# TRY IT
Would you copy all lines in the data that contain the word "roof"?

# DATA

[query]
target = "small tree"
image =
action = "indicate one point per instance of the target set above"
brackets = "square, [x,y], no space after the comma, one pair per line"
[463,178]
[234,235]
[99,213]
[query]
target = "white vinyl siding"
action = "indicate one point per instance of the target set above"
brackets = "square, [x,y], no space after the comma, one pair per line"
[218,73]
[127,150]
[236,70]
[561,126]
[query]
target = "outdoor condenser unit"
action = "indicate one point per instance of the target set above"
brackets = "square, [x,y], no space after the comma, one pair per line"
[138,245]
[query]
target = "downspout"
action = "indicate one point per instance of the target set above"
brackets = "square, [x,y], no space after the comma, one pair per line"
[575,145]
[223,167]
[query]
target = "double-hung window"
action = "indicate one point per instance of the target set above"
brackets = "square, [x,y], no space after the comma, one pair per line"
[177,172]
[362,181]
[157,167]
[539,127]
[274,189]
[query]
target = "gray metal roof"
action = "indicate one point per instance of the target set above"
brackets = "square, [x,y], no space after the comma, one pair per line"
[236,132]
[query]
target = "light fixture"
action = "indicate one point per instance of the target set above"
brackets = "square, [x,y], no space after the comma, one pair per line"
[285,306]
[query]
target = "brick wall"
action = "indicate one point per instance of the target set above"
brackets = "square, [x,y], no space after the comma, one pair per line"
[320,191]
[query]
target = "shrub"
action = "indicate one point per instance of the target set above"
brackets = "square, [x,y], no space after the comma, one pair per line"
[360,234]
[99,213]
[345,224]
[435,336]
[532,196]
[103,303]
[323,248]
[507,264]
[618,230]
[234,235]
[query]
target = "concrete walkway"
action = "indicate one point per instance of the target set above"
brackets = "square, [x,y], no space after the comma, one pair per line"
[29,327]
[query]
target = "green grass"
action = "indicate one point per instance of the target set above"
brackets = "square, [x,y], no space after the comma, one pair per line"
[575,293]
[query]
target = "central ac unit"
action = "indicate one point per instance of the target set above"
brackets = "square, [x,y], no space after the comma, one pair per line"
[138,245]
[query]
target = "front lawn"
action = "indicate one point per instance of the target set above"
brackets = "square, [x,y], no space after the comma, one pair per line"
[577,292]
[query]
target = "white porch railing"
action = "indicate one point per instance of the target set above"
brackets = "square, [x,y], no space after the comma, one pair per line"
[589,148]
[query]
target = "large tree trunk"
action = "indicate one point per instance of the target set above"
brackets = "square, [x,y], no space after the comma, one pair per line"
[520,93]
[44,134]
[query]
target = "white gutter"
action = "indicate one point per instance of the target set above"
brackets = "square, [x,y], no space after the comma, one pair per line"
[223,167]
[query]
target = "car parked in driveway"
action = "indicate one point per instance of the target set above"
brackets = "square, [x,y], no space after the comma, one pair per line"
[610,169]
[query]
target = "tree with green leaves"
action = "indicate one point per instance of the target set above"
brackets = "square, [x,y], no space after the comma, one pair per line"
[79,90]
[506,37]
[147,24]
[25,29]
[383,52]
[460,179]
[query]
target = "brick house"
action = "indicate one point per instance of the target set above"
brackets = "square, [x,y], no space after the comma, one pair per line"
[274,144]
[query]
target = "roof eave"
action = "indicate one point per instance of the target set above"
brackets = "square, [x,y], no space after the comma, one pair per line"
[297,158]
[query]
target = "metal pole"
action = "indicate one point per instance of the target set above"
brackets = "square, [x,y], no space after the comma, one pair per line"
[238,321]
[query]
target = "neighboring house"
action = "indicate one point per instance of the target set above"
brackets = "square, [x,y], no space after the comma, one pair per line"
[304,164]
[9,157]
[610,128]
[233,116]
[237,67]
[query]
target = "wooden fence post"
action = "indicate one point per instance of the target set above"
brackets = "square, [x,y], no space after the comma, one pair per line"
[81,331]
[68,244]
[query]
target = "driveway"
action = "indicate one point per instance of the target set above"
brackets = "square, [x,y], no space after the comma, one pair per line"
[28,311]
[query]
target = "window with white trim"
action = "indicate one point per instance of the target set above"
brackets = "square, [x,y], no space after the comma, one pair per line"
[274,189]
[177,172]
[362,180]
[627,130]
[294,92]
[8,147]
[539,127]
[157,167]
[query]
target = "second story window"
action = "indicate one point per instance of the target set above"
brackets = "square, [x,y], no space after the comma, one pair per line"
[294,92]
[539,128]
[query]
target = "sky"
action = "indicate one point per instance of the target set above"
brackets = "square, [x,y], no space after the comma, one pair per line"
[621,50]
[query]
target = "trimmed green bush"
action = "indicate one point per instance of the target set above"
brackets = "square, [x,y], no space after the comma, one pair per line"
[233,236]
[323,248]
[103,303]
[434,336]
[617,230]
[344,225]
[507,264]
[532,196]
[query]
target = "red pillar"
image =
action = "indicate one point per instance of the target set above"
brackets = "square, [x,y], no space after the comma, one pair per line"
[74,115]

# WRITTEN SOLUTION
target = "gray metal roof"
target = "roof eave"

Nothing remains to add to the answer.